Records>
####

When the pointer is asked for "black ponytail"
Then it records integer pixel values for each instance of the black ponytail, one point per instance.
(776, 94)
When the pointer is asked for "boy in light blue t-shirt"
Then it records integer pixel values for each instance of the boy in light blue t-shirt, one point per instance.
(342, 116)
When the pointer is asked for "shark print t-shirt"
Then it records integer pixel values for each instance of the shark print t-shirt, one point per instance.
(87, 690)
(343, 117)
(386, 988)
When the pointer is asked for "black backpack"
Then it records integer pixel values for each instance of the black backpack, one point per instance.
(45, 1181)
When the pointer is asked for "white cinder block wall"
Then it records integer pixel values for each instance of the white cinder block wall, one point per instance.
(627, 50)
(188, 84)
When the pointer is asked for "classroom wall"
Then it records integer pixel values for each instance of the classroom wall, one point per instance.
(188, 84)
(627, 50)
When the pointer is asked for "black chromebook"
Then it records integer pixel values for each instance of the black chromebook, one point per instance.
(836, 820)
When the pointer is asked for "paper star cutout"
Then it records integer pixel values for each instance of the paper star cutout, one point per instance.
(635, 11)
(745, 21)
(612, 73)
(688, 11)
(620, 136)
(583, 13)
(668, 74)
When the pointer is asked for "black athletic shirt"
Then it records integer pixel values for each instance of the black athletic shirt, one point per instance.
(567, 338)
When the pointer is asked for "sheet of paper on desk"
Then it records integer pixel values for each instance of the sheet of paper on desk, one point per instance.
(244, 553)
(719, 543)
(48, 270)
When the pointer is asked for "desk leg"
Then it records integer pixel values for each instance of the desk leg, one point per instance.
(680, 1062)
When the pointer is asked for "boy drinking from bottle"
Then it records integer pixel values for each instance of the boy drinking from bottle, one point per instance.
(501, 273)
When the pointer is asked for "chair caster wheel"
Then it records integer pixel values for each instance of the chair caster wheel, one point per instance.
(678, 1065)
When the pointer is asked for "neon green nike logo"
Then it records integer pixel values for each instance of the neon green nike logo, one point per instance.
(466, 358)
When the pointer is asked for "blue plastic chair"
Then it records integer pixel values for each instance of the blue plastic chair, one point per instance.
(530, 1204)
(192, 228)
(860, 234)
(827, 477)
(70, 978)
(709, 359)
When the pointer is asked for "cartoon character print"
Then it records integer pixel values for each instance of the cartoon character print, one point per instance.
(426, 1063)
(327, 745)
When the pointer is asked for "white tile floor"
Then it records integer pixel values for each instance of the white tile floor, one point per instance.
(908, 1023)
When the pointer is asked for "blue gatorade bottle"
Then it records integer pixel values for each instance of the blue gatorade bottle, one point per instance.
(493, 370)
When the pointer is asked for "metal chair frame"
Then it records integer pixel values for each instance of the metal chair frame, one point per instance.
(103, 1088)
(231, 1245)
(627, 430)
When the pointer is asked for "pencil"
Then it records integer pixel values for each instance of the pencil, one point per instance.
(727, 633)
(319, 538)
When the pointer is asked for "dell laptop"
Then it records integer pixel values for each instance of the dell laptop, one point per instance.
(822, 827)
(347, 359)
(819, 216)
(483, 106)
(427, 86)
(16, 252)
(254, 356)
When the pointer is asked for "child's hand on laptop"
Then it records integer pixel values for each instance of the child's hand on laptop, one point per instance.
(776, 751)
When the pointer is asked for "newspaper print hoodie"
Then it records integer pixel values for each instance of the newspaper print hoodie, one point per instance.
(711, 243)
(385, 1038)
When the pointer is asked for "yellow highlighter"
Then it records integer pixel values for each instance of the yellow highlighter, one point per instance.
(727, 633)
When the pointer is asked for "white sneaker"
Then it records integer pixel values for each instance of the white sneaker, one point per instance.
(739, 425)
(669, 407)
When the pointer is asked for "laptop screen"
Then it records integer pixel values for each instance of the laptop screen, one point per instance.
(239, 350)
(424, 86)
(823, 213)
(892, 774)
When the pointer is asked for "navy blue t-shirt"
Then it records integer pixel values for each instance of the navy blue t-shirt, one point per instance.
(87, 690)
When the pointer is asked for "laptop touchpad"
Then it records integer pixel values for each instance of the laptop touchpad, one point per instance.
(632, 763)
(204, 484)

####

What needs to be done> Extract every line of the data above that contains the word "logo".

Correct response>
When the pointer is asked for "neon green nike logo"
Then it records integer pixel values for each instance of the neon green nike logo, one point per instance.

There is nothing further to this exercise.